__TO DO__
Count the lines of the material below that contain the string "background", treating uppercase and lowercase letters as different. Give only the number.

───── SUPPLIED DATA ─────

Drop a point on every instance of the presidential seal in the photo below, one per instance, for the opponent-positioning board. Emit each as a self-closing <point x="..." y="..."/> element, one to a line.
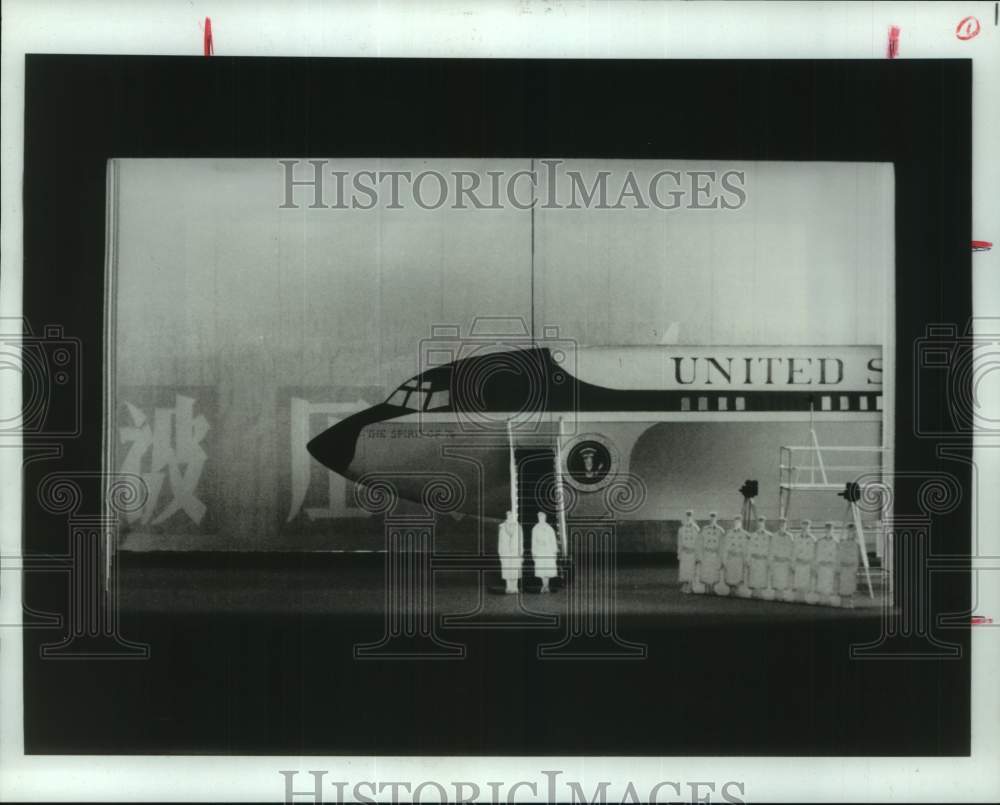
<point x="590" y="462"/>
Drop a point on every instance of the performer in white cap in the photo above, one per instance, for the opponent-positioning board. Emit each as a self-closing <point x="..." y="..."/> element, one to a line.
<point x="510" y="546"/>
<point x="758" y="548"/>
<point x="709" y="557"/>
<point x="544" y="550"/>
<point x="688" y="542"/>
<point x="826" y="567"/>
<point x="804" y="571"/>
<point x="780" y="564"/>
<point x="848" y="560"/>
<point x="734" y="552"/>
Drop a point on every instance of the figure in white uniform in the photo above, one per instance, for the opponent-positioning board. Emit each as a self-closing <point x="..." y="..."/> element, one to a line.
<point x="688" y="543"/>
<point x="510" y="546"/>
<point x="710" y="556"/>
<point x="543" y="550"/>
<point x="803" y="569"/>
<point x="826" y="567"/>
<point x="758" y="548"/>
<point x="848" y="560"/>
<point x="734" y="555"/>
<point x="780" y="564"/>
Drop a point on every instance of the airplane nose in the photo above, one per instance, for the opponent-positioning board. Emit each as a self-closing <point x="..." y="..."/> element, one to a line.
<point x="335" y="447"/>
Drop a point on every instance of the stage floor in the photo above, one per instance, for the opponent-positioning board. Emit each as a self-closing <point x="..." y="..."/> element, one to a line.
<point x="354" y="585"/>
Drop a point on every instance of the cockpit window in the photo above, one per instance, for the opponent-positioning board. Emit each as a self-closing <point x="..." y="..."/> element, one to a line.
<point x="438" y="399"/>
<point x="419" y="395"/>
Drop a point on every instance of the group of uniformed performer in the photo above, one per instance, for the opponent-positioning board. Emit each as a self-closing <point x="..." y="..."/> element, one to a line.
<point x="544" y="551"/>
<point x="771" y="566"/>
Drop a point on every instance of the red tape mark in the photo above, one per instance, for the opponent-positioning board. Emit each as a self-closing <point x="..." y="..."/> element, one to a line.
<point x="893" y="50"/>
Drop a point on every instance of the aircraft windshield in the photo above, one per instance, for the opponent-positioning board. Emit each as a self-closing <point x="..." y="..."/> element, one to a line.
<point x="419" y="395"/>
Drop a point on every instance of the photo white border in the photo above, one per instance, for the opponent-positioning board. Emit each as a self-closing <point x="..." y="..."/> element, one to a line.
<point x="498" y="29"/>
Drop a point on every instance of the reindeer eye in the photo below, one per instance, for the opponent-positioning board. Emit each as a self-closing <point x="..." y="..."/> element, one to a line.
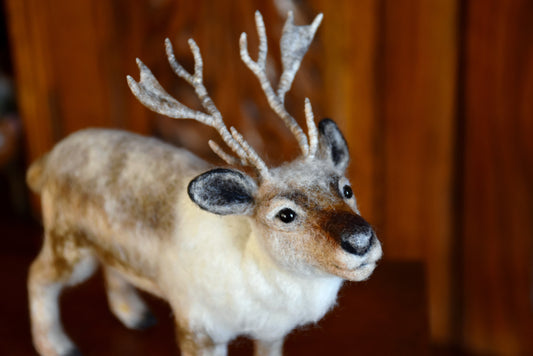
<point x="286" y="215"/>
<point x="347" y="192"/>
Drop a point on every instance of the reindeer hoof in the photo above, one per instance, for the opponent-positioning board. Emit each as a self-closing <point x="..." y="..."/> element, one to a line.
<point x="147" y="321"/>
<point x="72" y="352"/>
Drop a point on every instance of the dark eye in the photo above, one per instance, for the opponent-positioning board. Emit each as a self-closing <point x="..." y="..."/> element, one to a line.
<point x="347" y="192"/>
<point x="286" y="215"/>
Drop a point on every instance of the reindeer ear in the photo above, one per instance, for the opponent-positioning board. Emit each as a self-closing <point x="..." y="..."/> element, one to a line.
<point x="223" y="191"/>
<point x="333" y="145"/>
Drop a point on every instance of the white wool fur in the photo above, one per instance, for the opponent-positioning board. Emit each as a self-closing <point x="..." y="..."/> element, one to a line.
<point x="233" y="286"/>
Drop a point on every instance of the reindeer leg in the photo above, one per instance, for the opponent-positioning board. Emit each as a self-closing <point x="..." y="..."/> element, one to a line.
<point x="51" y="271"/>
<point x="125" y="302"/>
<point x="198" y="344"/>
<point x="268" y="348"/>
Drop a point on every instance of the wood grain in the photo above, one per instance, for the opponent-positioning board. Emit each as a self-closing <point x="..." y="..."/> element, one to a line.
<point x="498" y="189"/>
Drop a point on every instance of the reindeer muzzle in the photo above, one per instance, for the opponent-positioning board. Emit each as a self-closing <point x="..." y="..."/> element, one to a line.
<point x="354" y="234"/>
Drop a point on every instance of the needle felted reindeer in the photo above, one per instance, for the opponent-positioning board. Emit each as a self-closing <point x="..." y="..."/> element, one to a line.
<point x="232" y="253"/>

─────
───── SUPPLIED DATA ─────

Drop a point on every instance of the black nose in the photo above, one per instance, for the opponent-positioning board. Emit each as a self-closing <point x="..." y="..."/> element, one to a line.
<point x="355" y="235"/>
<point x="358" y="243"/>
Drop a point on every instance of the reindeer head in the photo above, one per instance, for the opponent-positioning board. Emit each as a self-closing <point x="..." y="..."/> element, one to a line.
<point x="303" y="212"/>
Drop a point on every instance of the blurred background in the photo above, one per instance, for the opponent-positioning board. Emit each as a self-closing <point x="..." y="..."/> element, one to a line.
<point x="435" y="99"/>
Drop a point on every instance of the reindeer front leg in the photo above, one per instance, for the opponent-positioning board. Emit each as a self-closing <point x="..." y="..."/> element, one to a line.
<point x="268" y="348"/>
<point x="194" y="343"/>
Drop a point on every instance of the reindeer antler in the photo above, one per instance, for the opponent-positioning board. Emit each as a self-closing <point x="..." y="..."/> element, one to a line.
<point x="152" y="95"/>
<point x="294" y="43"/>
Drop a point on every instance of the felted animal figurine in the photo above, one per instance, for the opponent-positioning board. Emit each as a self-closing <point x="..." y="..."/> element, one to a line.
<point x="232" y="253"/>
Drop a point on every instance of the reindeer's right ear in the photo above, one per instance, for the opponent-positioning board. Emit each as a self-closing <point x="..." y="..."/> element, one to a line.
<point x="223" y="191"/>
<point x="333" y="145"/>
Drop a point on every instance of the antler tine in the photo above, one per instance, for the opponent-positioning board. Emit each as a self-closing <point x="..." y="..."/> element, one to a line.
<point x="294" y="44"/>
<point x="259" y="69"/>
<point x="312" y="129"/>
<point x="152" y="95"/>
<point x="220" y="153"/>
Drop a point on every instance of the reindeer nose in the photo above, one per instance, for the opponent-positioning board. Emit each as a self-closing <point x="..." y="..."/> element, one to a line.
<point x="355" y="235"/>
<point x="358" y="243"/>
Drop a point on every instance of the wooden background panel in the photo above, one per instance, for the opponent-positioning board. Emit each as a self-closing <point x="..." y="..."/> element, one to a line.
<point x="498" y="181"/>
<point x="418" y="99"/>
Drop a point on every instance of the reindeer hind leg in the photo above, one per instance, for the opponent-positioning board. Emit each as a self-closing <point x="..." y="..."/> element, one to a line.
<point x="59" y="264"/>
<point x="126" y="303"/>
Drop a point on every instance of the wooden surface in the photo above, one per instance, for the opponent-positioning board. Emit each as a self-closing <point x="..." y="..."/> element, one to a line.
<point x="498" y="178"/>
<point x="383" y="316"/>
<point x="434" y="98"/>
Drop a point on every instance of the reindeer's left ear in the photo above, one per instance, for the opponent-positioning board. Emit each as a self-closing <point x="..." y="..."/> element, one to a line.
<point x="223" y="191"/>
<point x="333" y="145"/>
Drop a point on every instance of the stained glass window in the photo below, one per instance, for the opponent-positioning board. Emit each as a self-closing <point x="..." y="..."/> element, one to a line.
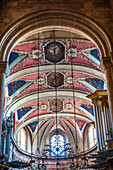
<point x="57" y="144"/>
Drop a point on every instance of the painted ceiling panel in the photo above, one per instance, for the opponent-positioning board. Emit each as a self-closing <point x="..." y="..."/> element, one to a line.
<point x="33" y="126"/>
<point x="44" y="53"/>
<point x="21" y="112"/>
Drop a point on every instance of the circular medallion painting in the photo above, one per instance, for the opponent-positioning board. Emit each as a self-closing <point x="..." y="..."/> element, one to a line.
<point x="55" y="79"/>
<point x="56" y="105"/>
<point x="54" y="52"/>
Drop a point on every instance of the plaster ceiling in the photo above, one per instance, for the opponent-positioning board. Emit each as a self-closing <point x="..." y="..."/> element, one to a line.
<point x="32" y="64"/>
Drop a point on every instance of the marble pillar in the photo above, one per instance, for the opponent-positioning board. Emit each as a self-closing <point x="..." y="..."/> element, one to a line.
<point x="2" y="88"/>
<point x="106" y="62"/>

─────

__COMPLETE ANSWER__
2